> **Task item**
Please reproduce the data in full, exactly as it stands.

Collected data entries
==================================================

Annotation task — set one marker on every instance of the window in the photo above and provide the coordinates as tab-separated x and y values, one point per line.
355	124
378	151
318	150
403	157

==================================================

> **Solution to this problem**
Annotation task — set one marker on every instance of the window in the photo above and provide the coordinates as tab-separated x and y values, one point per line.
355	124
378	151
318	150
403	157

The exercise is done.